Given task: Print only the line with "the man's hand." and the lines after it, ending with the last line of the material, each exactly as it stands.

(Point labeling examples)
•••••
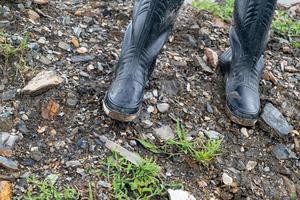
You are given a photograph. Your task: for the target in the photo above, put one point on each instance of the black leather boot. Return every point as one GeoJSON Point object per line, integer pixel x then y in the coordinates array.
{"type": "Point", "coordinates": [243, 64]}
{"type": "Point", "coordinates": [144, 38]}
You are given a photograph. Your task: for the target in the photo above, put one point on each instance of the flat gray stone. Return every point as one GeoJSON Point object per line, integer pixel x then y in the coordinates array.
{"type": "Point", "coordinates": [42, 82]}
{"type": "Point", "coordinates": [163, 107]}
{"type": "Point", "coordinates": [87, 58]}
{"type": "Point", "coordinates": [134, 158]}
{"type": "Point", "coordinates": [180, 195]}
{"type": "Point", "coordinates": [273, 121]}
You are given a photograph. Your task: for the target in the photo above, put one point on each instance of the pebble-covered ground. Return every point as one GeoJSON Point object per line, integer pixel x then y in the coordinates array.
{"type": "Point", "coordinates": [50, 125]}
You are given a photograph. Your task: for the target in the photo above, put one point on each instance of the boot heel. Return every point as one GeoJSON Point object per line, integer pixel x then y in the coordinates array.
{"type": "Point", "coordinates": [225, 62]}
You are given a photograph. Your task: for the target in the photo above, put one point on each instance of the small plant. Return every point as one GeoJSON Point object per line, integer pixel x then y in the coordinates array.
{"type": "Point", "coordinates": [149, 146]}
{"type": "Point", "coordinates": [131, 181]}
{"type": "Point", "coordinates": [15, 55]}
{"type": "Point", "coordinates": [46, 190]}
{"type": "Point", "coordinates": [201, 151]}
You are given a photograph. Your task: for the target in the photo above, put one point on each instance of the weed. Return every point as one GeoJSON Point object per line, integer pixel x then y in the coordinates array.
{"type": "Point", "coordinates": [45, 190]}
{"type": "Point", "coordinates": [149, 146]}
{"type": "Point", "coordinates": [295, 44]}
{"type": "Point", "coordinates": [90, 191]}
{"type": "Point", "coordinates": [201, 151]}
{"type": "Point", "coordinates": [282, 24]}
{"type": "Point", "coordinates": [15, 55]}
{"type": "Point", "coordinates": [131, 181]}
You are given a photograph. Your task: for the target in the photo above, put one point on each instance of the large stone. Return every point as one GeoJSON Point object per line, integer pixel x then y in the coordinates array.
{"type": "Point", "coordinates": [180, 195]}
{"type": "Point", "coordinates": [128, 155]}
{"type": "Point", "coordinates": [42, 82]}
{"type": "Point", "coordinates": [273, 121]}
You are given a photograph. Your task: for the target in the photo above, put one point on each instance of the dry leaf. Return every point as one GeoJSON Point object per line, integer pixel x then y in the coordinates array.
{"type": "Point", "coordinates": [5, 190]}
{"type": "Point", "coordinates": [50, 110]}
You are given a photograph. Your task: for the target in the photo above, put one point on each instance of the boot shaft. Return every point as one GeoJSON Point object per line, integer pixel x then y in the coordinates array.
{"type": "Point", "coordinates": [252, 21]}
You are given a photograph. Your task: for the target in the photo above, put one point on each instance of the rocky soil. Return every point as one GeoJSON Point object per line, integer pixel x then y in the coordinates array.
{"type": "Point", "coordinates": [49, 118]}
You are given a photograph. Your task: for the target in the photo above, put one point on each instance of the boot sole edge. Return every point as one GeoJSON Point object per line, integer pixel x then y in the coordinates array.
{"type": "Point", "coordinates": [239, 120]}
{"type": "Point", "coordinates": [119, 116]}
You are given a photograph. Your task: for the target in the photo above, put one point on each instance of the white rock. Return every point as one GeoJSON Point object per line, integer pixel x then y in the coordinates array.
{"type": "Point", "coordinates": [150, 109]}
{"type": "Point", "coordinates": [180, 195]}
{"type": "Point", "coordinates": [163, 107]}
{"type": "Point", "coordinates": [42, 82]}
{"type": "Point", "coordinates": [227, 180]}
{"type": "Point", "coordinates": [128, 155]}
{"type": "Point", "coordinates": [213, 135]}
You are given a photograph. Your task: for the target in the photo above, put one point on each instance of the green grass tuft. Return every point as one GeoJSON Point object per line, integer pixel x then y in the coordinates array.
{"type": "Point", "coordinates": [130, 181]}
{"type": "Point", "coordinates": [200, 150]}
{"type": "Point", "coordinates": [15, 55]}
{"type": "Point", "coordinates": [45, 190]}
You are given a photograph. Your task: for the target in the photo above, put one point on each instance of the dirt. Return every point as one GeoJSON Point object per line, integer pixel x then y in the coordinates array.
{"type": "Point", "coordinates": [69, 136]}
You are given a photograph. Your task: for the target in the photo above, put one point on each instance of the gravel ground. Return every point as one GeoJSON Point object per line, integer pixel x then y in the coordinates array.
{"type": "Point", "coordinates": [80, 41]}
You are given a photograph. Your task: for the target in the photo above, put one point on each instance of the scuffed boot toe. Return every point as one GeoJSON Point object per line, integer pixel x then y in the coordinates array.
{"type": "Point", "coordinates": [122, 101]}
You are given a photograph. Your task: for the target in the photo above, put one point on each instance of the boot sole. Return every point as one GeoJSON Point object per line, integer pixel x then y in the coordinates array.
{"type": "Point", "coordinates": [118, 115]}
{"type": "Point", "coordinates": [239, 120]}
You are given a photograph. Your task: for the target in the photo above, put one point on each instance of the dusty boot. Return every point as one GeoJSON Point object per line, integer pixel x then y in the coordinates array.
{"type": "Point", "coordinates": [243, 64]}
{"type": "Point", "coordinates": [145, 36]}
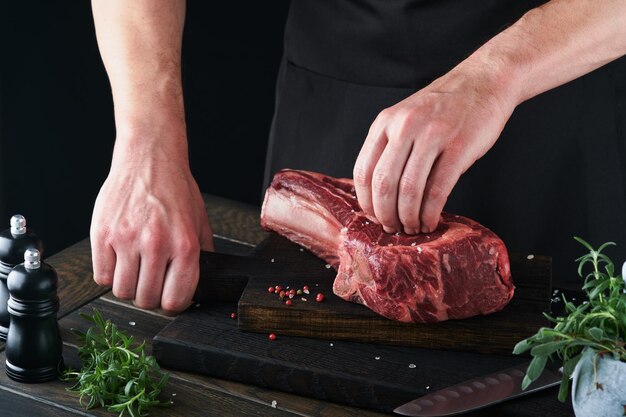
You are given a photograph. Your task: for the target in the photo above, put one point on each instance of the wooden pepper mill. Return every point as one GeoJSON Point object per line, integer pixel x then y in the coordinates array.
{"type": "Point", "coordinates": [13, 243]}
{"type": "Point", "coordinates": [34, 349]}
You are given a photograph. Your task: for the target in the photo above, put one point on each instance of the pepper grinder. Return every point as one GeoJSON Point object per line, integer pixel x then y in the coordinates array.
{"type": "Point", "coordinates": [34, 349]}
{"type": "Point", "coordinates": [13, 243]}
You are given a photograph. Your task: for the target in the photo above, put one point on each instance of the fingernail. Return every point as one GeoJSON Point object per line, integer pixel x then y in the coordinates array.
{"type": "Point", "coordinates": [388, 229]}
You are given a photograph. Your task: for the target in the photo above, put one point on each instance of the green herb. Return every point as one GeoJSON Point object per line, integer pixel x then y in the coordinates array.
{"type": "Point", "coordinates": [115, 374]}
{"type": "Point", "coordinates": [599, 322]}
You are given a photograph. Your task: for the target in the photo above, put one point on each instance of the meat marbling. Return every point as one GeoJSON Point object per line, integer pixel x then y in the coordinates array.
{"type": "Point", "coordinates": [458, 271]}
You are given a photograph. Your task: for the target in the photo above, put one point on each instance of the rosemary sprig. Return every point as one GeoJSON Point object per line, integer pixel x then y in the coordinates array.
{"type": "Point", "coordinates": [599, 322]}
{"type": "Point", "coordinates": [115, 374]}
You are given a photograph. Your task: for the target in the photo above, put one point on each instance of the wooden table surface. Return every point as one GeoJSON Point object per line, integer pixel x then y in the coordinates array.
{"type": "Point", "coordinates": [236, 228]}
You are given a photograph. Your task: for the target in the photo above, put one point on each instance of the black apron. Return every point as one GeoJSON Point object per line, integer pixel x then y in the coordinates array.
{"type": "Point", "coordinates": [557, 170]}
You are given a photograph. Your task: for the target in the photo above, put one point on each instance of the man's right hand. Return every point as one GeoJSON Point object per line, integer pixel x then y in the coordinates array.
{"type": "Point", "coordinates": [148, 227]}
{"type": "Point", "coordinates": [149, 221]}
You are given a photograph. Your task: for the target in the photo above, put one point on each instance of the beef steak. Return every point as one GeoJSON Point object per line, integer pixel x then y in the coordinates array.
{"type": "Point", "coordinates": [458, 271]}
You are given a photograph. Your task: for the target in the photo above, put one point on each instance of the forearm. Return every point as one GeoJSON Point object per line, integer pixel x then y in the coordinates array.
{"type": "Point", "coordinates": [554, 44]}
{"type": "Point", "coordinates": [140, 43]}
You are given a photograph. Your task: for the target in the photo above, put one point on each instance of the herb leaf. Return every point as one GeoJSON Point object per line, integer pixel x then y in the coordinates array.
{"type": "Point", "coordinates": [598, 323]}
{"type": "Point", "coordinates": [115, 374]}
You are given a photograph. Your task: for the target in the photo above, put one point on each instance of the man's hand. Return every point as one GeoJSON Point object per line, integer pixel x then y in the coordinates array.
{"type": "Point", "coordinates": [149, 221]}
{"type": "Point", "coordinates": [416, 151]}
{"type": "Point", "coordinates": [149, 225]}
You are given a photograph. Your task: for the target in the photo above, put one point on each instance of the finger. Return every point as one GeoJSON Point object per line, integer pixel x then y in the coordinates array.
•••••
Answer in full:
You are given a photograph. Your task: for the target in the photo above, put one point on each instance of the man's hand. Return every point as one GeoJSON Point object per line, integer pixel x then y in the coordinates array.
{"type": "Point", "coordinates": [149, 221]}
{"type": "Point", "coordinates": [416, 151]}
{"type": "Point", "coordinates": [149, 225]}
You are given a photograph. Your task: for the target in the photo above, put one point on each instance of the finger. Return every point as one GeoJSON Point object per line, integer pixel x then y in the coordinates array.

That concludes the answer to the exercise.